WHAT YOU ARE ASKED TO DO ->
Collect each line in the rows below that contains "Target". Case matters.
** BEGIN **
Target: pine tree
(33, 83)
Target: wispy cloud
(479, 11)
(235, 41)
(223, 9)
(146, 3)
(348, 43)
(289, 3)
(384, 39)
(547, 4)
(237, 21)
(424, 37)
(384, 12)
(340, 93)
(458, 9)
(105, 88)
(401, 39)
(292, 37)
** END **
SOLUTION ->
Target: pine tree
Target: wispy cloud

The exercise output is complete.